EXERCISE REQUIREMENTS ->
All entries must be extracted exactly, with nothing added or dropped.

RECORD EXCERPTS ->
____

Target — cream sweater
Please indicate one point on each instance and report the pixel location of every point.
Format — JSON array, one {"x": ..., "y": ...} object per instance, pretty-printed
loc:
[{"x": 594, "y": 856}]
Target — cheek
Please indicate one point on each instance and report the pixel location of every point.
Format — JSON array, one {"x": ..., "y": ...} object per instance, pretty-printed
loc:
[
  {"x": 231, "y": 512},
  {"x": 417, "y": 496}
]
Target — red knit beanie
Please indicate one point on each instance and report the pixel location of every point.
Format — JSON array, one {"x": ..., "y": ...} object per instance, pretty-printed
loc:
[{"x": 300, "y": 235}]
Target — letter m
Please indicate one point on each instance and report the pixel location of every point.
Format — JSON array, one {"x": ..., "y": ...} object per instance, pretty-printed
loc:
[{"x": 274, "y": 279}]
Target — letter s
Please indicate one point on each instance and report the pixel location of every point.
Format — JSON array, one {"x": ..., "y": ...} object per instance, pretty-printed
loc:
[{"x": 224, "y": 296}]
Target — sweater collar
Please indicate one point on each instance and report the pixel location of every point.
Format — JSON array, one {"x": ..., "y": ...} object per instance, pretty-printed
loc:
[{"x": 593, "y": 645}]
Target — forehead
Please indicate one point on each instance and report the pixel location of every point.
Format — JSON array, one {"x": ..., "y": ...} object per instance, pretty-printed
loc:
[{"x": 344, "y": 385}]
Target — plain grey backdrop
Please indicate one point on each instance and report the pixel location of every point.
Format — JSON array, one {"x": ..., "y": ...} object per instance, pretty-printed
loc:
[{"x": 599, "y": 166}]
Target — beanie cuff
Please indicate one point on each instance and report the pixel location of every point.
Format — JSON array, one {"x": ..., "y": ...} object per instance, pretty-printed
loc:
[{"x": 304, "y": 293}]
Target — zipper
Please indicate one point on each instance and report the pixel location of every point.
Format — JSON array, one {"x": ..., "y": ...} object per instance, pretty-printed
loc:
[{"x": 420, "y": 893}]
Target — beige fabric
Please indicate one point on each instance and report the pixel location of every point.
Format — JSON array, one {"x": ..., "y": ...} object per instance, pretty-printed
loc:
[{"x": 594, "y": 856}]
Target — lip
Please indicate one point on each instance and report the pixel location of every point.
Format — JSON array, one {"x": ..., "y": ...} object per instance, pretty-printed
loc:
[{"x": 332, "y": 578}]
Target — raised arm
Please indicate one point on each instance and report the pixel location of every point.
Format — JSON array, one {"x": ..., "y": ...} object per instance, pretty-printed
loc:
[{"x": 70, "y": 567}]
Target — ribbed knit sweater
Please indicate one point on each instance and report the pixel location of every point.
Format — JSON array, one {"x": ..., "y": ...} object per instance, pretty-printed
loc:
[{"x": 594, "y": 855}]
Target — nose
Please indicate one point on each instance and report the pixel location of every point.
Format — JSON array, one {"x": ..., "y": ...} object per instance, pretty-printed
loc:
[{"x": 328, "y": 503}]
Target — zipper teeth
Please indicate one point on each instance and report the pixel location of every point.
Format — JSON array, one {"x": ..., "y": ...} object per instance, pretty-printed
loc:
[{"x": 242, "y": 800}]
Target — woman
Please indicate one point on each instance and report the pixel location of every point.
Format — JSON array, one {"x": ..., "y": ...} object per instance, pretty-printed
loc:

____

OUTPUT FOR THIS TASK ->
Target — cream sweater
Please indicate one point on each instance and report the pixel location of every point.
Format — JSON array, one {"x": ..., "y": ...} object per instance, pretty-printed
loc:
[{"x": 594, "y": 856}]
Target — cheek
Please indicate one point on each instance and report the pixel location of every point.
Format — JSON array, one {"x": ..., "y": ...} object per instance, pretty-printed
loc:
[
  {"x": 231, "y": 512},
  {"x": 417, "y": 496}
]
Target — red knit beanie
Please indicate one point on each instance and report the pixel location of every point.
Format — JSON array, one {"x": ..., "y": ...} object per instance, pretty-printed
loc:
[{"x": 300, "y": 235}]
Target — letter m
Please indicate one point on each instance and report the pixel location of every point.
Format — JSON array, one {"x": ..., "y": ...} object per instance, pretty-printed
loc:
[{"x": 274, "y": 279}]
Target — letter s
Please indicate one point on each instance and report the pixel location of every point.
Format — JSON array, one {"x": ..., "y": ...} object per instance, pretty-printed
loc:
[{"x": 224, "y": 296}]
Target — sweater collar
Please indicate one point on each instance and report the pixel location of every point.
Format — JSON array, one {"x": ..., "y": ...} object per instance, pretty-printed
loc:
[{"x": 593, "y": 645}]
Target — forehead
Please indicate one point on each instance and report the pixel location of every point.
Format — JSON array, one {"x": ..., "y": ...} object per instance, pretty-printed
loc:
[{"x": 344, "y": 385}]
Target — plain grey backdrop
Please indicate one point on each instance and report the pixel location of every point.
Format — JSON array, one {"x": ..., "y": ...} object per instance, pretty-printed
loc:
[{"x": 599, "y": 166}]
Target — beanie cuff
Please indicate one point on each instance and report the pixel location of every point.
Format — JSON array, one {"x": ..., "y": ...} object per instance, pretty-printed
loc:
[{"x": 304, "y": 293}]
Target — zipper
Please indicate one point on each instance and report the pixel location of every point.
Format — JSON array, one {"x": ..., "y": ...} object per instance, pretty-printed
loc:
[{"x": 420, "y": 893}]
Target — beige fabric
Please indicate one point on each instance and report the pixel location of every point.
Format — JSON array, one {"x": ..., "y": ...} object per instance, pretty-printed
loc:
[{"x": 594, "y": 856}]
Target — lip
Please indicate one point on each instance and report the pixel location of every point.
Format — JSON array, one {"x": ..., "y": ...} object per instance, pretty-printed
loc:
[{"x": 332, "y": 578}]
Target — raised arm
Please indicate one point on each instance and report the pixel location of every point.
Format — JSON array, one {"x": ..., "y": ...} object per instance, pretty-printed
loc:
[{"x": 70, "y": 567}]
Target — ribbed knit sweater
Please indicate one point on each instance and report the pixel location of every point.
Format — JSON array, one {"x": ..., "y": ...} object per instance, pretty-printed
loc:
[{"x": 594, "y": 855}]
Target — nose
Please indicate one point on each instance and report the pixel location of every point.
Format — JSON array, one {"x": ..., "y": ...} object per instance, pretty-printed
loc:
[{"x": 328, "y": 503}]
Target — zipper teeth
Please indicate one point on each instance and report the pixel location of every point.
Format — JSON array, one {"x": ..., "y": ...} object per instance, pretty-printed
loc:
[{"x": 242, "y": 800}]
Target — woman
Please indicate one point on each instance and report the pixel location of every point.
Format — JSON array, one {"x": ..., "y": ...} object per instance, pretty-printed
loc:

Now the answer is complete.